(Entries on locating named things)

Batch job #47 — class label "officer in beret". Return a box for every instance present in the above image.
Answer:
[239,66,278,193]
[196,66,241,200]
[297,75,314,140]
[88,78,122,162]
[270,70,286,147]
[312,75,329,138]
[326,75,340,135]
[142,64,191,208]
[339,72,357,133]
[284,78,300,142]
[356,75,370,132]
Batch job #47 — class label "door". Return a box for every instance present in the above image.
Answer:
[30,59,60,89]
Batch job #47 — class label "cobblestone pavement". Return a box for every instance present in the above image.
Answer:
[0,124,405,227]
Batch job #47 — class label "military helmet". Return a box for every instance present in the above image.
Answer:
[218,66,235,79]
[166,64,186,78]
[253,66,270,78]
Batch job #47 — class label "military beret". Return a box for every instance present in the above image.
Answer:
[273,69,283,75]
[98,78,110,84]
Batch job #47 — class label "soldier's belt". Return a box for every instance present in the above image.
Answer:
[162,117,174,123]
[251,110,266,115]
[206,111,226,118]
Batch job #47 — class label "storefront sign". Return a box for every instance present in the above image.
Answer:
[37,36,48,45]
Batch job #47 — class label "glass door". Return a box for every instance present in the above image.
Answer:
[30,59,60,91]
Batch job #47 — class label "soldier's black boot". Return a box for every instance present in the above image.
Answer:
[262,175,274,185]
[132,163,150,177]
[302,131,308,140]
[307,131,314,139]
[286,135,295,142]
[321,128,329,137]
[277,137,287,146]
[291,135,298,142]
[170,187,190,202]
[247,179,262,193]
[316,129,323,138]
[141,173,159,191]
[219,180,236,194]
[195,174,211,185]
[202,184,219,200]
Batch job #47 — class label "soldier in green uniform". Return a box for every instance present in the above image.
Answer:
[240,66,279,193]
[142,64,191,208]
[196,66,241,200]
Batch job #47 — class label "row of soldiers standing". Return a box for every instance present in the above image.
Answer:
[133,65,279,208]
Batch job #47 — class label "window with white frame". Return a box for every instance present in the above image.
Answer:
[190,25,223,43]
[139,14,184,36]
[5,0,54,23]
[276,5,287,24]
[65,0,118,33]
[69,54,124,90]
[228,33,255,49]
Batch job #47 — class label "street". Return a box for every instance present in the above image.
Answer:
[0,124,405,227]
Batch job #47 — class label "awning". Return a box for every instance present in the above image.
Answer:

• [Task description]
Every line of the records above needs to be given again exactly.

• [Final result]
Batch job #47 — class label "officer in beret". Return a box for every instance present in the above image.
Answer:
[239,66,278,193]
[196,66,241,200]
[297,75,314,140]
[88,78,122,162]
[270,70,286,147]
[312,75,329,138]
[326,75,340,135]
[142,64,191,208]
[339,72,357,133]
[284,78,300,142]
[356,75,370,132]
Batch job #47 — class label "door". Return a box for every instance present in the above image.
Answer:
[30,59,60,89]
Batch job #47 — class label "cobblestone pavement". Return a box for every instance present in the above image.
Answer:
[0,124,405,227]
Batch job #47 — class label "military helmet". Return a box for every instance present in the above image.
Answer:
[218,66,235,79]
[166,64,186,78]
[253,66,270,78]
Batch job #47 — class label "military beret". Return a box for every instance present in the above image.
Answer:
[273,69,283,75]
[98,78,110,84]
Batch job #47 — class label "soldier's belt". Return a box for every instance present in the above image.
Answer:
[162,117,174,123]
[251,110,266,115]
[206,111,226,118]
Batch job #47 — class label "storefront sign". Return a box for every instance present in the above image.
Answer:
[37,36,48,45]
Batch job #47 — class label "glass door". Return a box for every instance present in the above image.
Answer:
[30,59,60,91]
Batch job #47 — class label "soldier's black boot". Return a box for every instance present in the above image.
Answer:
[262,175,274,185]
[132,163,150,177]
[302,131,308,140]
[307,131,314,139]
[286,135,295,142]
[321,128,329,137]
[277,137,287,146]
[291,135,298,142]
[170,187,190,202]
[247,179,262,193]
[316,129,323,138]
[141,173,159,191]
[219,180,236,194]
[195,174,211,185]
[202,184,219,200]
Batch job #47 — class label "soldier in green uniform". Return a box for every instance present in the above image.
Answer:
[240,66,279,193]
[142,64,191,208]
[196,66,241,200]
Batch job #47 — class label "row of soldiers standing". Return a box for every instance present in the above image.
Answer:
[133,65,279,208]
Batch job #47 — class label "window with white frame". Return a box for every instance present in the above image.
Answer:
[190,25,223,43]
[139,14,184,36]
[5,0,54,23]
[276,5,287,24]
[65,0,118,33]
[69,54,124,90]
[228,33,255,49]
Batch job #47 — class label "street". Return a box for every instance present in the above image.
Answer:
[0,124,405,227]
Batch job #47 — class label "awning". Return a box for every instance present in the above image.
Answer:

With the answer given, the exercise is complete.